:: Source passage ::
*** Begin section ***
Octopus: History-Free Gradient Orthogonalization for Continual Learning in Multimodal Large Language Models

A principled, privacy-preserving, and rehearsal-free continual learning framework for MLLMs.

Yuehao Liu¹ · Shanyan Guan² · Weijia Zhang¹ · Xuanming Shang¹ · Yanhao Ge² · Wei Li² · Chao Ma^1*

¹ MoE Key Lab of Artificial Intelligence, AI Institute, Shanghai Jiao Tong University ² vivo Mobile Communication Co., Ltd.

Abstract: Continual learning in multimodal large language models (MLLMs) aims to sequentially acquire knowledge while mitigating catastrophic forgetting, yet existing methods face inherent limitations: architecture-based approaches incur additional computational overhead and often generalize poorly to new tasks, rehearsal-based methods rely on storing historical data, raising privacy and storage concerns, and conventional regularization-based strategies alone are insufficient to fully prevent parameter interference. We propose Octopus, a two-stage continual learning framework based on History-Free Gradient Orthogonalization (HiFGO), which enforces gradient-level orthogonality without historical task data. Our proposed two-stage finetuning strategy decouples task adaptation from regularization, achieving a principled balance between plasticity and stability. Experiments on UCIT show that Octopus establishes state-of-the-art performance, surpassing prior SOTA by 2.14% and 6.82% in terms of Avg and Last.

📢 News & Updates

[2026/02] 🎉 Octopus has been accepted to CVPR 2026!
[2026/03] 🚀 Project page goes live! Click here to visit.
[2026/03] 🔥 We release the training and evaluation code. Stay tuned!
*** End section ***
:: Tasks to complete ::
a) Render this sentence from the Octopus project page in French: "Our proposed two-stage finetuning strategy decouples task adaptation from regularization, achieving a principled balance between plasticity and stability."
b) According to the Octopus project page, by what margin does Octopus beat the prior state of the art on UCIT in terms of Last?

:: Dataset content ::
*** Begin section ***
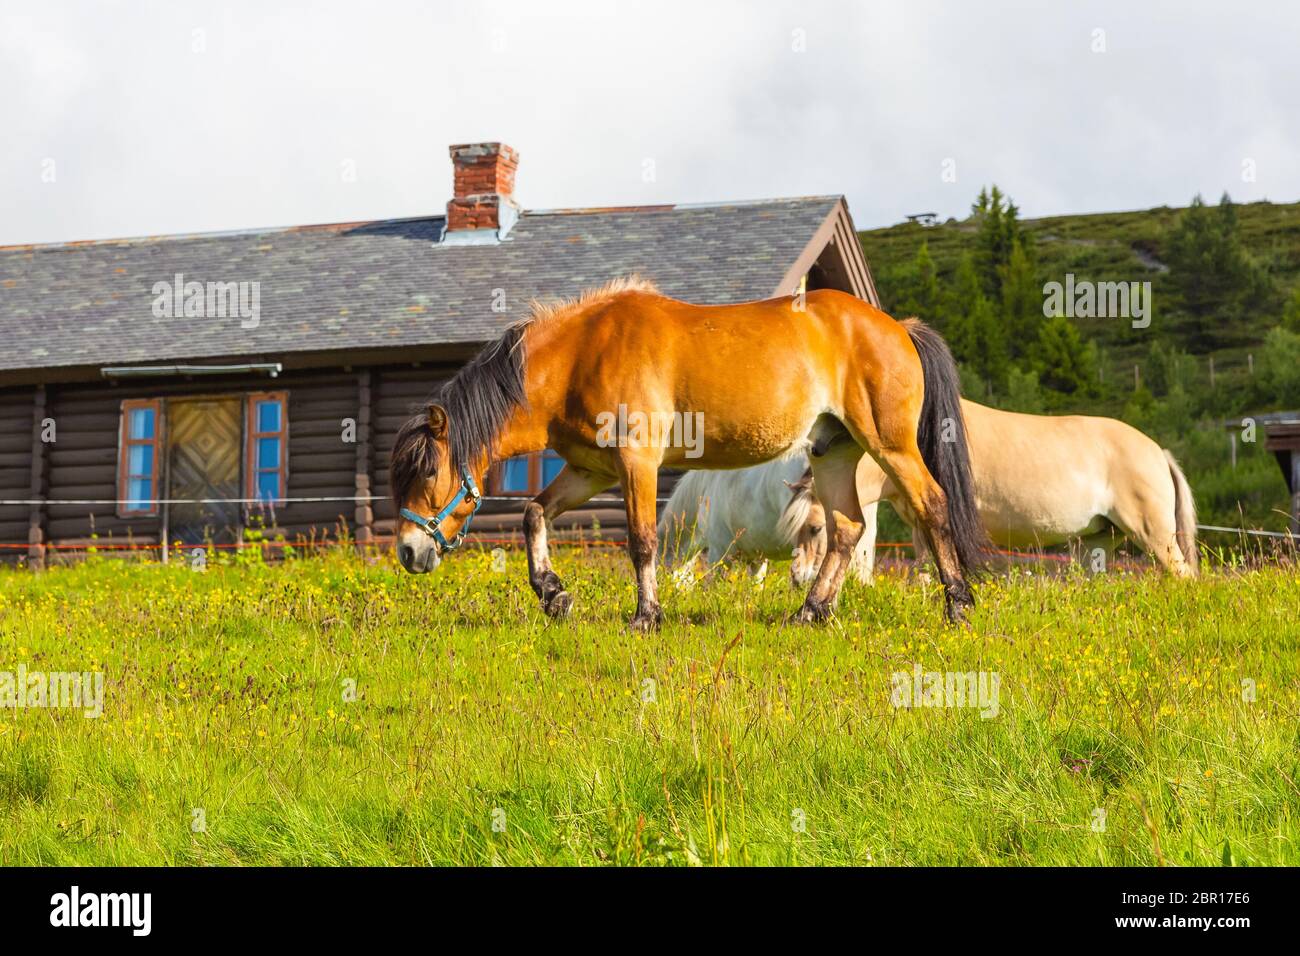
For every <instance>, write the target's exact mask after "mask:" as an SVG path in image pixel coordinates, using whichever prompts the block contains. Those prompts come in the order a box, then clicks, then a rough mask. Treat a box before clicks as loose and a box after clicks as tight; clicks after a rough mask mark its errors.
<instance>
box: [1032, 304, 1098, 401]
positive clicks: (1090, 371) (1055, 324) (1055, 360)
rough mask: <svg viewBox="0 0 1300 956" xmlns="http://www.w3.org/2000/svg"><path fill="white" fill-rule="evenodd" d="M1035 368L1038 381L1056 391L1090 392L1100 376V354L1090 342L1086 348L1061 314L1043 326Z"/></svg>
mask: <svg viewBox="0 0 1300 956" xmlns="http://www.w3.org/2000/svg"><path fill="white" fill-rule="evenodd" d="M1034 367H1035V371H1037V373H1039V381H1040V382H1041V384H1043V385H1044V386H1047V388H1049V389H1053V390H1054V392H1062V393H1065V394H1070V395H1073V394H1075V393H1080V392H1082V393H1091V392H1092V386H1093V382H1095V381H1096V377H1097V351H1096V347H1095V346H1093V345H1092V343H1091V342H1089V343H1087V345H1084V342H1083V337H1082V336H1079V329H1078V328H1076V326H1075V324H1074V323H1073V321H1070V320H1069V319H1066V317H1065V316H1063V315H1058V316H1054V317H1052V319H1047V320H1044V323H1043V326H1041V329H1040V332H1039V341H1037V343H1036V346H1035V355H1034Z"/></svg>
*** End section ***
*** Begin section ***
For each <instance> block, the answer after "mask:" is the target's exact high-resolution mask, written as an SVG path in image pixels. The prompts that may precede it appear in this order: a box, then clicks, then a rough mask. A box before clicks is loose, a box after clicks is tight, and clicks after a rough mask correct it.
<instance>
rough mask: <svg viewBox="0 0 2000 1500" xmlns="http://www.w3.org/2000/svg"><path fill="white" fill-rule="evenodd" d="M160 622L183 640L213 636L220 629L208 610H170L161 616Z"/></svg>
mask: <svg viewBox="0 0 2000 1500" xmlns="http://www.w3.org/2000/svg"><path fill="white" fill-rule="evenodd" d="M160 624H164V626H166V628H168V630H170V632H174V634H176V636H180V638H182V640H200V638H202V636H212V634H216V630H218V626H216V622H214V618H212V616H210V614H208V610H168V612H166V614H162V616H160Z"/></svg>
*** End section ***
*** Begin section ***
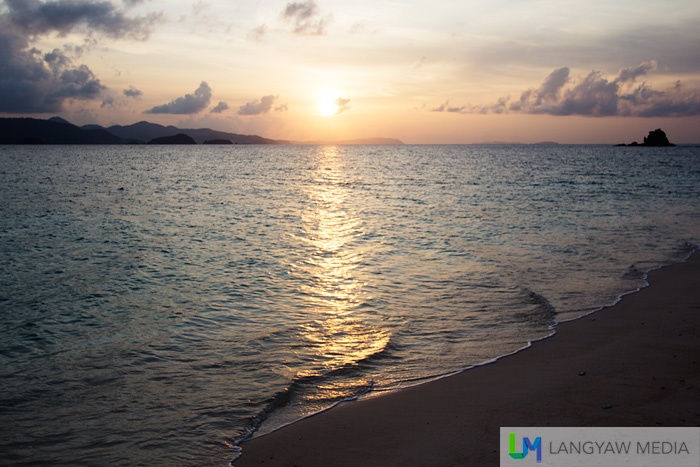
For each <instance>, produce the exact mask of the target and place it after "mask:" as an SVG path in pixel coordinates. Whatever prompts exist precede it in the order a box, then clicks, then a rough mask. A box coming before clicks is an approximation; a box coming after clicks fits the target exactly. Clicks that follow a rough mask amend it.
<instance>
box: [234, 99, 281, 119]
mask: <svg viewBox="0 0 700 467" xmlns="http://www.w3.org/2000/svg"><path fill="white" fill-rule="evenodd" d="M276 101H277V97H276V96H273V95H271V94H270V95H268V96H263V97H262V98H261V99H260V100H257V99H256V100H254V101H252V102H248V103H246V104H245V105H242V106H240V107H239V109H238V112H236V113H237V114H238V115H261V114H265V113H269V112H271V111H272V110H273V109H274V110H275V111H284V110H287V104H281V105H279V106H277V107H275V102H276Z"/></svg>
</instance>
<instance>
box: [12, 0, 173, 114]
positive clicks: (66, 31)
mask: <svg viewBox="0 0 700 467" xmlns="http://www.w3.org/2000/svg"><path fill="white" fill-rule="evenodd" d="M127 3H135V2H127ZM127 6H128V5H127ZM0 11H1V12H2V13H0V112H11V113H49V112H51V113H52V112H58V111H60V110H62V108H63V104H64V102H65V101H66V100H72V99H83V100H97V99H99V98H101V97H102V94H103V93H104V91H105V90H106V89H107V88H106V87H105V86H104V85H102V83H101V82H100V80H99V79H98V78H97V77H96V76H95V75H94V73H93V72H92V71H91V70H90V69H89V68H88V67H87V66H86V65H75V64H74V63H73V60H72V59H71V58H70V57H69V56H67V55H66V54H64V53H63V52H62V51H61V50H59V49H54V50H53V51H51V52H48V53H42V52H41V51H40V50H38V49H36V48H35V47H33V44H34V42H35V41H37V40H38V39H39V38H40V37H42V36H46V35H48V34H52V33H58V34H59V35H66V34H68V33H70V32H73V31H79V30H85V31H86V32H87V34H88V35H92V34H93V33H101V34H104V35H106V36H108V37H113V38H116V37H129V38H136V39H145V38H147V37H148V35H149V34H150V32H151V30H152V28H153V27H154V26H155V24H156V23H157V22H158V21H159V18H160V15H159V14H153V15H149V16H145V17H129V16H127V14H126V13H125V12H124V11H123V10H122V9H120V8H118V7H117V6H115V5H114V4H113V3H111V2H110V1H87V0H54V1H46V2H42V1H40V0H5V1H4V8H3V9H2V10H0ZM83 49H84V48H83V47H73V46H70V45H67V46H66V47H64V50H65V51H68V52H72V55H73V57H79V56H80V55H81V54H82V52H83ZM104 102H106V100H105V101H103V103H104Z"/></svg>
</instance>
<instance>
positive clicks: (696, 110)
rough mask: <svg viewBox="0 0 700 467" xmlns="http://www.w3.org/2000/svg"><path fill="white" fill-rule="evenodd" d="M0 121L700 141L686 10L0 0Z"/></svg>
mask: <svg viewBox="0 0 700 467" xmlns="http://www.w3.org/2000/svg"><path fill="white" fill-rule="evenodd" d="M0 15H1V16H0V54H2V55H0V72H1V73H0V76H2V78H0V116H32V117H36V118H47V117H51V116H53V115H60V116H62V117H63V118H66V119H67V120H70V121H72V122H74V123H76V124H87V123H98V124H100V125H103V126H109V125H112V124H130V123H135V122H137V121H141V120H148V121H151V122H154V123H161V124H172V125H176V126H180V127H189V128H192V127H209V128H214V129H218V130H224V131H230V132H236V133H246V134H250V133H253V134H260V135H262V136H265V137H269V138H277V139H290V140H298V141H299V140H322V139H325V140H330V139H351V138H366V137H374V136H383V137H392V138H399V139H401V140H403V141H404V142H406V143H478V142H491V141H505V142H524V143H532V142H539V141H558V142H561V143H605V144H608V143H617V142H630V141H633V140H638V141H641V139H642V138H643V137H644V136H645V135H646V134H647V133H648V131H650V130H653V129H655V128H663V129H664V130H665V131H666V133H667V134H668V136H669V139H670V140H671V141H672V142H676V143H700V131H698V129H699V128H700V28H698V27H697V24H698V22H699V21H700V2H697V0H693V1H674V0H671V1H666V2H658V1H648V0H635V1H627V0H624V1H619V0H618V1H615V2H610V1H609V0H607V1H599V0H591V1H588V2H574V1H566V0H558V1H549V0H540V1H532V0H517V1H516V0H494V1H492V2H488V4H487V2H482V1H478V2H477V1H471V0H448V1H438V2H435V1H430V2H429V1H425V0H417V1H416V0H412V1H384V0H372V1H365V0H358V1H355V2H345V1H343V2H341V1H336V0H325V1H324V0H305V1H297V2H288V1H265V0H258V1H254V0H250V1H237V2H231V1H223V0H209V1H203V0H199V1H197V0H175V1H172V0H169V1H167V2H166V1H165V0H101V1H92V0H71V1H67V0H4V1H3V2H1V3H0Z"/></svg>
*** End section ***
:: Responses to the exercise ::
a) La stratégie de réglage fin en deux étapes que nous proposons dissocie l'adaptation aux tâches de la régularisation, ce qui permet d'atteindre un équilibre fondé sur des principes entre plasticité et stabilité.

b) 6.82%